Stored dataset items:
------------------------
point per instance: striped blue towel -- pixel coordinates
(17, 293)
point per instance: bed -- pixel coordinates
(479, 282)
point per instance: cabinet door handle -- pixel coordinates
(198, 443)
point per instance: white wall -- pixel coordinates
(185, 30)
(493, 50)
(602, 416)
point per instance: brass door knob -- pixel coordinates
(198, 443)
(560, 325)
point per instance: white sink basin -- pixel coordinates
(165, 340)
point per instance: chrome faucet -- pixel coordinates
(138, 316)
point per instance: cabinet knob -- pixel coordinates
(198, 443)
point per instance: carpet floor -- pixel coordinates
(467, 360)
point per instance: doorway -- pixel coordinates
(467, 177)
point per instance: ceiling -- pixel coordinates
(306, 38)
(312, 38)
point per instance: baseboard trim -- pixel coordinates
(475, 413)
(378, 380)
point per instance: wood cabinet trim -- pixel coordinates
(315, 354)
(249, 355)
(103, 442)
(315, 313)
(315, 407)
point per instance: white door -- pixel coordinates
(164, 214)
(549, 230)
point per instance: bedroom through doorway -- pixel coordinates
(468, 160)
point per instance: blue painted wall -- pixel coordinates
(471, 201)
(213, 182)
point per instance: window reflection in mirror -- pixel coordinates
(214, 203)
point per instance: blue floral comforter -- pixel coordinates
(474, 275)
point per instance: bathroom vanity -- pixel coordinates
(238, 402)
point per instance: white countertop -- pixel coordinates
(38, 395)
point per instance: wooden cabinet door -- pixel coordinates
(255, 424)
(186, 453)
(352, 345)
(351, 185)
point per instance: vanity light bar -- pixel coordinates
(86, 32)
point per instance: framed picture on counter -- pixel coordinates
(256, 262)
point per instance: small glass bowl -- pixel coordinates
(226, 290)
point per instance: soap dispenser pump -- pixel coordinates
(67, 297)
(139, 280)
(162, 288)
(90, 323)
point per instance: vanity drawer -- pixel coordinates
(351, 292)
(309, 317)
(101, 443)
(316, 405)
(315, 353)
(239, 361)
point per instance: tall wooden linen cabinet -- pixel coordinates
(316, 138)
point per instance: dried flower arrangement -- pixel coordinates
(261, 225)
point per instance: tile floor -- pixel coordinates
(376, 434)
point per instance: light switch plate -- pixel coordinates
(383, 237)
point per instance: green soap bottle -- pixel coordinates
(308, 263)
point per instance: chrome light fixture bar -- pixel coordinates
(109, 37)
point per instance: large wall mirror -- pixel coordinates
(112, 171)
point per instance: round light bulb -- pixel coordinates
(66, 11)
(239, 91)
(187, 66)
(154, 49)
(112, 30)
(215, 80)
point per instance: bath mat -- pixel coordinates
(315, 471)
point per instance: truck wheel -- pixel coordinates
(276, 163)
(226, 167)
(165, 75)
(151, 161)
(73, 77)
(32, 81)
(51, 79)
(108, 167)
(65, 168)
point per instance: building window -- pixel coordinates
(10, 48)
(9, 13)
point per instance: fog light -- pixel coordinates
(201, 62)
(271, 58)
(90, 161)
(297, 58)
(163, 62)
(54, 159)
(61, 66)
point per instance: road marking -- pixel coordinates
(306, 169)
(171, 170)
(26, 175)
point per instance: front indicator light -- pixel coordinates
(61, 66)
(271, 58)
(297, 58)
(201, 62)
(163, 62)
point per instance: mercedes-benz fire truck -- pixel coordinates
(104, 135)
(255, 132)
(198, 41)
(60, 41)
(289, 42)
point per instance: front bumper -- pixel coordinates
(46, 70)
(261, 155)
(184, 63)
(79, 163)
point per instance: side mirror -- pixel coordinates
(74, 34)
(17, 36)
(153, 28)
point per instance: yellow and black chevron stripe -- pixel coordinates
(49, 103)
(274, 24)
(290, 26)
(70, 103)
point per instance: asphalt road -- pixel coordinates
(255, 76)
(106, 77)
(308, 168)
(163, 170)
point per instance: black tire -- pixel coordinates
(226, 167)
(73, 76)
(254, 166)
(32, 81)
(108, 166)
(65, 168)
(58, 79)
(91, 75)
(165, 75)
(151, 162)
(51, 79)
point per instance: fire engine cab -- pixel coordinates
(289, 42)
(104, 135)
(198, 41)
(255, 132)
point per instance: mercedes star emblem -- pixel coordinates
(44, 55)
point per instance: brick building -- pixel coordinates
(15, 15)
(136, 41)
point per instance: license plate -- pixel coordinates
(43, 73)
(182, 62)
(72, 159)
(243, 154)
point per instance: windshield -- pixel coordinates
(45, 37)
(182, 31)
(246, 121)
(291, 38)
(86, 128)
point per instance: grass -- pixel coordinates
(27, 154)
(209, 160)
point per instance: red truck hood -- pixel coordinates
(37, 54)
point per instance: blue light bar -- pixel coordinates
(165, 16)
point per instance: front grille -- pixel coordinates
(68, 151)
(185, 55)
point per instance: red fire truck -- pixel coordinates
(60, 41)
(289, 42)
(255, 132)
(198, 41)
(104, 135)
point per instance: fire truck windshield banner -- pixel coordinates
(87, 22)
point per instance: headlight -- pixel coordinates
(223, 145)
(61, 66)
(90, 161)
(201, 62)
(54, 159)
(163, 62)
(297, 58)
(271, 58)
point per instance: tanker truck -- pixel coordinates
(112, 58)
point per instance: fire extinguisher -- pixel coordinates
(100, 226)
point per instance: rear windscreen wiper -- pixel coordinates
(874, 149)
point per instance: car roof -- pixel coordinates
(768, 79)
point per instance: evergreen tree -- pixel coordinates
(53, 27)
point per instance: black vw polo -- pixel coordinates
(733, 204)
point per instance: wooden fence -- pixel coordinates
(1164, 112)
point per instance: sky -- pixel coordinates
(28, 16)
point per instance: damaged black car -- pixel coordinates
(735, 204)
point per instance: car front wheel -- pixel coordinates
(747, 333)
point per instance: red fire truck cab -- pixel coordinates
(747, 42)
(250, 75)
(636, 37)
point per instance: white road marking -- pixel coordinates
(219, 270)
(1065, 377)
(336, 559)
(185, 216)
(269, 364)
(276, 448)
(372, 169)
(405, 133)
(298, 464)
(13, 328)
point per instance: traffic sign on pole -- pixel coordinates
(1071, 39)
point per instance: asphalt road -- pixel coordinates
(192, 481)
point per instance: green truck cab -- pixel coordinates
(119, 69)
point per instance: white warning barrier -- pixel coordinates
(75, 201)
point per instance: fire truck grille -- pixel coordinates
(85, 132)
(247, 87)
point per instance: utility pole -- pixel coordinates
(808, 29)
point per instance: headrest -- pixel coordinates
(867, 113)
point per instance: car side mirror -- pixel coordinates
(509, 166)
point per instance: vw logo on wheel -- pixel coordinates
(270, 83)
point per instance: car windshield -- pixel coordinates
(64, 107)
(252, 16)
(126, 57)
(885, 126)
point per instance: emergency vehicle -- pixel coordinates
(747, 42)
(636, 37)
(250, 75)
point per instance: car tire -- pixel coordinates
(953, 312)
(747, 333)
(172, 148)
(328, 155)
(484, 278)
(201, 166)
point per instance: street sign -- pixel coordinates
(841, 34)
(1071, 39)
------------------------
● WORK REQUIRED:
The records above must be set down again exactly as written.

● SOLUTION FOR THIS PROBLEM:
point per instance: striped blue towel -- pixel coordinates
(17, 293)
point per instance: bed -- pixel coordinates
(479, 282)
point per instance: cabinet door handle -- pixel coordinates
(198, 443)
point per instance: white wall -- pixel coordinates
(185, 30)
(493, 50)
(602, 416)
point per instance: brass door knob -- pixel coordinates
(198, 443)
(560, 325)
point per instance: white sink basin -- pixel coordinates
(165, 340)
point per instance: chrome faucet -- pixel coordinates
(138, 316)
point per instance: cabinet knob -- pixel coordinates
(198, 443)
point per instance: carpet floor -- pixel coordinates
(467, 360)
point per instance: doorway -- pixel coordinates
(467, 177)
point per instance: ceiling -- pixel coordinates
(306, 38)
(312, 38)
point per instance: baseboard trim -- pixel coordinates
(475, 413)
(378, 380)
point per instance: wood cabinet trim -- pixel coordinates
(315, 354)
(249, 355)
(103, 442)
(315, 313)
(315, 407)
point per instance: white door -- pixel coordinates
(164, 214)
(549, 230)
point per instance: bedroom through doorway -- pixel coordinates
(468, 160)
point per instance: blue painted wall -- pixel coordinates
(471, 201)
(213, 182)
point per instance: window reflection in mirror -- pixel coordinates
(214, 203)
point per instance: blue floral comforter -- pixel coordinates
(474, 275)
point per instance: bathroom vanity -- pixel coordinates
(238, 402)
point per instance: white countertop -- pixel coordinates
(38, 395)
point per instance: wooden cabinet door -- pixel coordinates
(255, 424)
(186, 453)
(352, 345)
(351, 185)
point per instance: vanity light bar -- pixel coordinates
(86, 32)
point per instance: framed picture on counter -- pixel coordinates
(256, 262)
point per instance: small glass bowl -- pixel coordinates
(226, 290)
point per instance: soap dispenser pump -- pixel coordinates
(67, 297)
(139, 280)
(162, 288)
(90, 323)
point per instance: vanity drawer -- pixel coordinates
(351, 292)
(309, 317)
(101, 443)
(316, 405)
(315, 353)
(239, 361)
point per instance: tall wooden linen cabinet -- pixel coordinates
(316, 138)
point per instance: dried flower arrangement -- pixel coordinates
(261, 225)
point per instance: tile floor -- pixel coordinates
(376, 434)
point per instance: light switch plate -- pixel coordinates
(383, 237)
point per instance: green soap bottle -- pixel coordinates
(308, 263)
point per instance: chrome light fixture bar -- pixel coordinates
(109, 37)
point per instance: large wall mirror -- pixel coordinates
(112, 171)
point per instance: round light bulb -- pixel coordinates
(66, 11)
(239, 91)
(187, 66)
(154, 49)
(112, 30)
(215, 80)
point per instance: bath mat -- pixel coordinates
(315, 471)
point per instance: truck wheel -- pixel coordinates
(276, 163)
(226, 167)
(165, 75)
(151, 161)
(73, 77)
(32, 81)
(51, 79)
(108, 167)
(65, 168)
point per instance: building window -- pixel coordinates
(10, 48)
(9, 13)
point per instance: fog light -- pixel coordinates
(201, 62)
(271, 58)
(90, 161)
(297, 58)
(163, 62)
(54, 159)
(61, 66)
point per instance: road marking -- pixel coordinates
(306, 169)
(171, 170)
(26, 175)
point per instance: front indicator light -- pixel coordinates
(61, 66)
(271, 58)
(297, 58)
(201, 62)
(163, 62)
point per instance: mercedes-benz fire truck -- pixel coordinates
(104, 135)
(255, 132)
(198, 41)
(60, 41)
(289, 42)
point per instance: front bumper -- pixel coordinates
(46, 70)
(261, 155)
(184, 63)
(79, 163)
point per instance: side mirror -- pixel coordinates
(74, 34)
(17, 36)
(153, 28)
point per instance: yellow and black chevron stripe -- pixel coordinates
(49, 103)
(274, 24)
(290, 26)
(70, 103)
point per instance: asphalt road -- pixel coordinates
(255, 76)
(106, 77)
(308, 168)
(163, 170)
point per instance: black tire -- pixel coordinates
(226, 167)
(73, 76)
(254, 166)
(32, 81)
(108, 166)
(65, 168)
(58, 79)
(91, 75)
(165, 75)
(151, 162)
(51, 79)
point per instance: fire engine cab -- pixel coordinates
(289, 42)
(104, 135)
(198, 41)
(255, 132)
point per instance: mercedes star emblem -- pixel coordinates
(44, 55)
point per instance: brick building -- pixel coordinates
(15, 15)
(136, 41)
point per instance: license plate -- pixel coordinates
(43, 73)
(182, 62)
(72, 159)
(243, 154)
point per instance: windshield -- pixel coordinates
(45, 37)
(182, 31)
(246, 121)
(291, 38)
(86, 128)
point per instance: grass -- pixel coordinates
(27, 154)
(209, 160)
point per instance: red truck hood -- pixel coordinates
(37, 54)
point per instance: blue light bar -- pixel coordinates
(165, 16)
point per instance: front grille -- pixel coordinates
(68, 151)
(185, 55)
point per instance: red fire truck -- pixel coordinates
(60, 41)
(289, 42)
(255, 132)
(198, 41)
(104, 135)
point per instance: fire truck windshield banner -- pixel coordinates
(87, 22)
point per instance: headlight -- pixel coordinates
(223, 145)
(61, 66)
(90, 161)
(201, 62)
(54, 159)
(163, 62)
(297, 58)
(271, 58)
point per instance: tanker truck -- pixel coordinates
(112, 58)
point per instance: fire extinguisher -- pixel coordinates
(100, 226)
point per instance: rear windscreen wiper -- pixel coordinates
(874, 149)
point per instance: car roof -- pixel coordinates
(768, 79)
point per instance: evergreen tree -- pixel coordinates
(53, 27)
point per instance: black vw polo -- pixel coordinates
(733, 204)
point per instance: wooden fence -- pixel coordinates
(1164, 112)
point per instance: sky -- pixel coordinates
(28, 16)
point per instance: damaged black car -- pixel coordinates
(735, 204)
point per instance: car front wheel -- pixel coordinates
(747, 333)
point per instance: red fire truck cab -- pixel coordinates
(747, 42)
(250, 75)
(636, 37)
point per instance: white road marking -- pixel coordinates
(219, 270)
(1065, 377)
(336, 559)
(185, 216)
(269, 364)
(276, 448)
(372, 169)
(405, 133)
(298, 464)
(13, 328)
point per instance: traffic sign on pole -- pixel coordinates
(1071, 39)
point per instance: asphalt road -- pixel coordinates
(192, 481)
point per instance: green truck cab -- pixel coordinates
(119, 69)
point per instance: white warning barrier -- pixel coordinates
(75, 201)
point per instance: fire truck grille -- pixel coordinates
(85, 132)
(247, 87)
point per instance: utility pole -- pixel coordinates
(808, 29)
point per instance: headrest -- pixel coordinates
(867, 113)
point per instance: car side mirror -- pixel coordinates
(509, 166)
point per instance: vw logo on wheel -- pixel coordinates
(270, 83)
point per instance: car windshield -- pixel coordinates
(64, 107)
(252, 16)
(126, 57)
(885, 126)
point per instance: emergency vehicle -- pixel coordinates
(747, 42)
(636, 37)
(250, 75)
point per instance: car tire -- pixel coordinates
(953, 312)
(747, 333)
(172, 148)
(328, 155)
(484, 278)
(201, 166)
point per instance: street sign -- pixel coordinates
(841, 34)
(1071, 39)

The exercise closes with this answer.